:: TEXTE À ÉTUDIER

Cette tension complique la tâche de Nicolas Sarkozy qui recevait, samedi à partir de 16 h 30 à l'Elysée, ses homologues européens du G8 : l'Allemande Angela Merkel, le Britannique Gordon Brown, l'Italien Silvio Berlusconi, ainsi que le président de la Commission, Jose Manuel Barroso, celui de la banque centrale européenne (BCE), Jean-Claude Trichet, et le premier ministre luxembourgeois, Jean-Claude Juncker, président de l'Eurogroupe. Le chef de l'Etat aura auparavant reçu le directeur général du fonds monétaire international, Dominique Strauss-Kahn.

Le sommet devait se poursuivre dans la soirée avec un dîner. Fonctionnaires et diplomates travaillaient encore à l'élaboration d'un texte commun, samedi, au lendemain de l'adoption du plan Paulson pour sauver le système financier américain. Les ambitions ont été revues à la baisse. " Un message sortira : nous soutenons nos banques ", indiquait vendredi soir un négociateur français. Bref, il ne faut en aucun cas imiter les Américains, qui ont lâché leur quatrième banque d'affaire. " La faillite de Lehman Brother devait purger le système. Elle a détruit son essence, la confiance ! ", a résumé vendredi M. Fillon.

::::
:: EXTRAITS DES DONNÉES

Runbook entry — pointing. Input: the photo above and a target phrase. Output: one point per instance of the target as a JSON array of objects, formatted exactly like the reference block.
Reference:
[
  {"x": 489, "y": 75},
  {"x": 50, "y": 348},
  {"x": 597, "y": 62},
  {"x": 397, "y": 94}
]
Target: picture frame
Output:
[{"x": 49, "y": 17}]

::::

→ **QUESTIONS ET EXERCICES**:
**A.** Répondez aux questions suivantes sur le texte consacré au sommet de l'Élysée.
(i) Qui le chef de l'État a-t-il reçu avant ses homologues européens ?
(ii) Quel plan avait été adopté la veille des travaux du samedi, et dans quel but ?
(iii) D'après M. Fillon, qu'a détruit la faillite de Lehman Brother ?
**B.** Recopiez fidèlement le passage du texte consacré au sommet de l'Élysée qui va de « Le sommet devait » jusqu'à « vendredi M. Fillon. ».

→ **CORRIGÉ DES EXERCICES**:
**A.**
(i) Il a reçu Dominique Strauss-Kahn, directeur général du fonds monétaire international.
(ii) Le plan Paulson avait été adopté pour sauver le système financier américain.
(iii) Elle a détruit l'essence du système, la confiance.

**B.**
Le sommet devait se poursuivre dans la soirée avec un dîner. Fonctionnaires et diplomates travaillaient encore à l'élaboration d'un texte commun, samedi, au lendemain de l'adoption du plan Paulson pour sauver le système financier américain. Les ambitions ont été revues à la baisse. " Un message sortira : nous soutenons nos banques ", indiquait vendredi soir un négociateur français. Bref, il ne faut en aucun cas imiter les Américains, qui ont lâché leur quatrième banque d'affaire. " La faillite de Lehman Brother devait purger le système. Elle a détruit son essence, la confiance ! ", a résumé vendredi M. Fillon.